**Text-to-region grounding data**
★ ★ ★

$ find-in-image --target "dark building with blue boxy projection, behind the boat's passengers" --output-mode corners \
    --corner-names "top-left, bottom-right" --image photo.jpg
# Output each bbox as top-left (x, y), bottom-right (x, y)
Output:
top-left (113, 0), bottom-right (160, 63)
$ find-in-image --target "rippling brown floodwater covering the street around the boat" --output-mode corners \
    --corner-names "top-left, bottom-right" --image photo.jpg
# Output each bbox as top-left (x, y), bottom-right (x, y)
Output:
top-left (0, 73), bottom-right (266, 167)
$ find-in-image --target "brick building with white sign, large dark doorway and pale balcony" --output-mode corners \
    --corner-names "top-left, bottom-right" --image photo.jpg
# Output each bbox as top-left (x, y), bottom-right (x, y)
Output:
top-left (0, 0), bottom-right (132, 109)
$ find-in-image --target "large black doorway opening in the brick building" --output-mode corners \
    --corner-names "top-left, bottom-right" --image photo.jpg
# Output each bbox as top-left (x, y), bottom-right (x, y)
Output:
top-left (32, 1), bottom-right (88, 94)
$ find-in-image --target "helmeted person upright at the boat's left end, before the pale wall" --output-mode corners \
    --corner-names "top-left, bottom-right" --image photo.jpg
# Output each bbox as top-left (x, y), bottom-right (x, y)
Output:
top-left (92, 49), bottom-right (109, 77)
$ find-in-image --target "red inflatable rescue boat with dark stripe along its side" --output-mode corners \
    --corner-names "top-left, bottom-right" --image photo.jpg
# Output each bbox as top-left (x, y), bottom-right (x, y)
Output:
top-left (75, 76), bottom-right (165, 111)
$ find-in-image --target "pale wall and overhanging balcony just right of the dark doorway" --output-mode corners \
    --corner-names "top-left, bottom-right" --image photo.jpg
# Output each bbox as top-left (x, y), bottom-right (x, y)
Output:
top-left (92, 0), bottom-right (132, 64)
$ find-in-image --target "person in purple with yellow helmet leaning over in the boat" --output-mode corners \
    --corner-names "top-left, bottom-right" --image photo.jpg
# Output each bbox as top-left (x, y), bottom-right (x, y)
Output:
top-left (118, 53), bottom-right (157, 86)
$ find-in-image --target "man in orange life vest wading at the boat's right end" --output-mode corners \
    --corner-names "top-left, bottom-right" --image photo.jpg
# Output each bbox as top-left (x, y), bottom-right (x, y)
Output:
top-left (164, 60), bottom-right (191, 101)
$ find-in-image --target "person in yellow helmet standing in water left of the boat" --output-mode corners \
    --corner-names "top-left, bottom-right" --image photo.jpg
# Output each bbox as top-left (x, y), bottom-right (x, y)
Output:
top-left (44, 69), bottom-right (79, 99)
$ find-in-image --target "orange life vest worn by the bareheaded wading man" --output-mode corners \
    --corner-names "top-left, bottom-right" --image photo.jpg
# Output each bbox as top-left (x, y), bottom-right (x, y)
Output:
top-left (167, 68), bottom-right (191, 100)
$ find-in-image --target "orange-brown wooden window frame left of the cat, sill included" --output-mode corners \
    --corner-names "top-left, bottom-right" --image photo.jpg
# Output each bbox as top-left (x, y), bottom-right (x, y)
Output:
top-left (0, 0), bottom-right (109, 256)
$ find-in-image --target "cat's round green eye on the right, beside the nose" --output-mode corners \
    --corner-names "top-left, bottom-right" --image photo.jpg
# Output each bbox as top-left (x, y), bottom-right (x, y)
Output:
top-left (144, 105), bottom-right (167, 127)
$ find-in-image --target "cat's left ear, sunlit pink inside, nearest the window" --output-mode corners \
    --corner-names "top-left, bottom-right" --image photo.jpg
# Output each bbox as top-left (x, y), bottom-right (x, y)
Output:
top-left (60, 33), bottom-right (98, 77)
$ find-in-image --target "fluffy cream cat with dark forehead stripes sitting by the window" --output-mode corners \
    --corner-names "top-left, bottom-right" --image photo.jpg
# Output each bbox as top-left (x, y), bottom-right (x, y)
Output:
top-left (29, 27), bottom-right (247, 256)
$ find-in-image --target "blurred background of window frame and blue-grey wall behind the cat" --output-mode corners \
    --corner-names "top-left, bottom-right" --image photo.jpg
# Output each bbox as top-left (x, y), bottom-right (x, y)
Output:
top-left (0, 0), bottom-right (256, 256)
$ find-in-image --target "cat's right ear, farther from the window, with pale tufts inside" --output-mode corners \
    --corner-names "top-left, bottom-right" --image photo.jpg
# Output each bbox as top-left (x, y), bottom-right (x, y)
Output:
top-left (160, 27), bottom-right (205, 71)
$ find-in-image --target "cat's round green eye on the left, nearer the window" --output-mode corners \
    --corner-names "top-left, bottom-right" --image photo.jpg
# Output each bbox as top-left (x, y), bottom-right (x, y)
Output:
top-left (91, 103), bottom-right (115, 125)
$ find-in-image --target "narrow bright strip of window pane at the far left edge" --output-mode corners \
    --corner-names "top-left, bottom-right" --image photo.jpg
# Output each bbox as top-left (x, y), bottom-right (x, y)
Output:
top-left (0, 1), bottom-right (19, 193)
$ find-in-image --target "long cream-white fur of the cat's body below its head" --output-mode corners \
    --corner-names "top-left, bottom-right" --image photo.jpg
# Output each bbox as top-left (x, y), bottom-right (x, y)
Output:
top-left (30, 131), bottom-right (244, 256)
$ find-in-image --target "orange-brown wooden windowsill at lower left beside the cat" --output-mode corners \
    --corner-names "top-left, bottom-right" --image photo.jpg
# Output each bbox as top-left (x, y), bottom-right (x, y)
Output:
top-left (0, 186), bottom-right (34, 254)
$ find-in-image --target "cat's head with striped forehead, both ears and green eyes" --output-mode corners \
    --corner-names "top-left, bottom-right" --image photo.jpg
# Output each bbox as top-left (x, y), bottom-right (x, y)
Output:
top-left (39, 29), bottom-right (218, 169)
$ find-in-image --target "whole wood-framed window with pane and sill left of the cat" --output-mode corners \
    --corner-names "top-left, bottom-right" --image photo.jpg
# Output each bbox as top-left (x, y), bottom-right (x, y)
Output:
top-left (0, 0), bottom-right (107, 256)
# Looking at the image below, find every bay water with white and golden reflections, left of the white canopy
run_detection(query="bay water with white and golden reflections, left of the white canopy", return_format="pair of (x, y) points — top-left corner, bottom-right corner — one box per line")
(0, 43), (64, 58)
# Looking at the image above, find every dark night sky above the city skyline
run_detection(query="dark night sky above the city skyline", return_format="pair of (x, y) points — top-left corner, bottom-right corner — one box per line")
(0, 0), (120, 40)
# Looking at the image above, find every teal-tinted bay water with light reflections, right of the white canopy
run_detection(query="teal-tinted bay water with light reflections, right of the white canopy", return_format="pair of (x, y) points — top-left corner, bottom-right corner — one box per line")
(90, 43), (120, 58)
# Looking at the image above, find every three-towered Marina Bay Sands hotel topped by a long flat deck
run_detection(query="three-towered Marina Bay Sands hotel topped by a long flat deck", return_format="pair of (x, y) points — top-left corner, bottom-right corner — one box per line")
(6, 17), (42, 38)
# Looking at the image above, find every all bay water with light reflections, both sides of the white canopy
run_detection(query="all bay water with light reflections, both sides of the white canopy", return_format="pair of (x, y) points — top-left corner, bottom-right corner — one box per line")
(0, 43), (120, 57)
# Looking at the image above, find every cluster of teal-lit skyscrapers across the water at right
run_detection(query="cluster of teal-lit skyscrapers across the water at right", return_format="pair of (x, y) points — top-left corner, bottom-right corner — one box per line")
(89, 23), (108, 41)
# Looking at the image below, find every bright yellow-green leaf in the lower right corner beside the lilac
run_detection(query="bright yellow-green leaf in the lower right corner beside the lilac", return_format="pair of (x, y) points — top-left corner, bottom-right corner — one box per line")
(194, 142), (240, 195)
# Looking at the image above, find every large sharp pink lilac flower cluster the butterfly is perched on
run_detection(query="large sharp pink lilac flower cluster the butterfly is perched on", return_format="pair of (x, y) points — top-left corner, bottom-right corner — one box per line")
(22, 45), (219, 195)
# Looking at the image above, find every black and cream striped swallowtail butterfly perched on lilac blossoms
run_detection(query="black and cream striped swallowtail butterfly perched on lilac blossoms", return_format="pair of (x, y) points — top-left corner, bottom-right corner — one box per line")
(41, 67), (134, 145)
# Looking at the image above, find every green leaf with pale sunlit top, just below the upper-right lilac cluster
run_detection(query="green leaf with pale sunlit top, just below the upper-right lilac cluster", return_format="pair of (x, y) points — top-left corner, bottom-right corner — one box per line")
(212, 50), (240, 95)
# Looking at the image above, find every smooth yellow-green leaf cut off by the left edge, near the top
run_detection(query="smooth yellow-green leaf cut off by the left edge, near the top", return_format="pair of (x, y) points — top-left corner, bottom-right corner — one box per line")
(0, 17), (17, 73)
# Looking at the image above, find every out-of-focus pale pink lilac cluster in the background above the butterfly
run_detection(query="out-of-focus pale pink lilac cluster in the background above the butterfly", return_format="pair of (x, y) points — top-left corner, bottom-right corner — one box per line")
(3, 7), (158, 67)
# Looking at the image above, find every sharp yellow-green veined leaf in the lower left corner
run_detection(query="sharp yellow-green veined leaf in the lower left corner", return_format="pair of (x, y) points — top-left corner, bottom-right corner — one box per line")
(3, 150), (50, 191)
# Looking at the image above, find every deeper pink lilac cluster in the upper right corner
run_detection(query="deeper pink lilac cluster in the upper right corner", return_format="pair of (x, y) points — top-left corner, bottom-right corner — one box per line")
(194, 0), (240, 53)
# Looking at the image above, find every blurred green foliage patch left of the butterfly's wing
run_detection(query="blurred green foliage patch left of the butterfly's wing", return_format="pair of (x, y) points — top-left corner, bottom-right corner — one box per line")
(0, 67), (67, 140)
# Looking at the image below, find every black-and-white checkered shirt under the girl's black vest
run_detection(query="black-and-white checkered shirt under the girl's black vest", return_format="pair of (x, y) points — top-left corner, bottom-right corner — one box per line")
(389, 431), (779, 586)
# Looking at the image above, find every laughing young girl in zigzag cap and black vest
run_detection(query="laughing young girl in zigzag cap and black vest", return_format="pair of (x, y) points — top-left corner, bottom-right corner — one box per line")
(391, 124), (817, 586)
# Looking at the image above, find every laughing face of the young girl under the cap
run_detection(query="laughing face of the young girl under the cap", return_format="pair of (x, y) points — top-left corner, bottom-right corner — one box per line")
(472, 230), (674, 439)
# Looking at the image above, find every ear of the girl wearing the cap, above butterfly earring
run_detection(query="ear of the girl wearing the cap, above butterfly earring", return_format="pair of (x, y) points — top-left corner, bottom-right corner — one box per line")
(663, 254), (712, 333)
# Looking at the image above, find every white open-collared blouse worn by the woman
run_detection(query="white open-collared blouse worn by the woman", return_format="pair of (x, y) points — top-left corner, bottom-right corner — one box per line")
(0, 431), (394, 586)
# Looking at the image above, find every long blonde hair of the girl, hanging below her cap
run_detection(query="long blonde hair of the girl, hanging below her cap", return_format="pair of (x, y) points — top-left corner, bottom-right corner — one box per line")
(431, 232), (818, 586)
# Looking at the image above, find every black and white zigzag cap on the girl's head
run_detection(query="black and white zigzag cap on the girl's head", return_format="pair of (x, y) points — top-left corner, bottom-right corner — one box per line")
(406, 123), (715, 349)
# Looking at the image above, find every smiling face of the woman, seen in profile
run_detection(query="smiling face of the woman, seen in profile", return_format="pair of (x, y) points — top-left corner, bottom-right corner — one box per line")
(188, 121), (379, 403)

★ ★ ★

**EXERCISE DETAILS**
Quote every line of the records above, from the first down to the one holding "in purple with", exactly as written.

**REPLY TO THE EXERCISE**
$ find-in-image --target "dark building with blue boxy projection, behind the boat's passengers" --output-mode corners \
    --corner-names "top-left, bottom-right" --image photo.jpg
# Output each bbox as top-left (x, y), bottom-right (x, y)
Output:
top-left (113, 0), bottom-right (160, 63)
$ find-in-image --target "rippling brown floodwater covering the street around the boat" --output-mode corners \
    --corner-names "top-left, bottom-right" --image photo.jpg
# Output each bbox as top-left (x, y), bottom-right (x, y)
Output:
top-left (0, 73), bottom-right (266, 167)
$ find-in-image --target "brick building with white sign, large dark doorway and pale balcony" --output-mode corners \
    --corner-names "top-left, bottom-right" --image photo.jpg
# Output each bbox as top-left (x, y), bottom-right (x, y)
Output:
top-left (0, 0), bottom-right (132, 109)
$ find-in-image --target "large black doorway opening in the brick building" --output-mode corners \
    --corner-names "top-left, bottom-right" --image photo.jpg
# Output each bbox as top-left (x, y), bottom-right (x, y)
Output:
top-left (32, 1), bottom-right (88, 94)
$ find-in-image --target "helmeted person upright at the boat's left end, before the pale wall" --output-mode corners \
    --corner-names "top-left, bottom-right" --image photo.jpg
# Output each bbox as top-left (x, y), bottom-right (x, y)
Output:
top-left (92, 49), bottom-right (109, 77)
$ find-in-image --target "red inflatable rescue boat with dark stripe along its side" --output-mode corners \
    --corner-names "top-left, bottom-right" --image photo.jpg
# Output each bbox as top-left (x, y), bottom-right (x, y)
Output:
top-left (75, 76), bottom-right (165, 111)
$ find-in-image --target "pale wall and overhanging balcony just right of the dark doorway" --output-mode corners \
    --corner-names "top-left, bottom-right" --image photo.jpg
# Output each bbox as top-left (x, y), bottom-right (x, y)
Output:
top-left (92, 0), bottom-right (132, 64)
$ find-in-image --target "person in purple with yellow helmet leaning over in the boat" --output-mode corners \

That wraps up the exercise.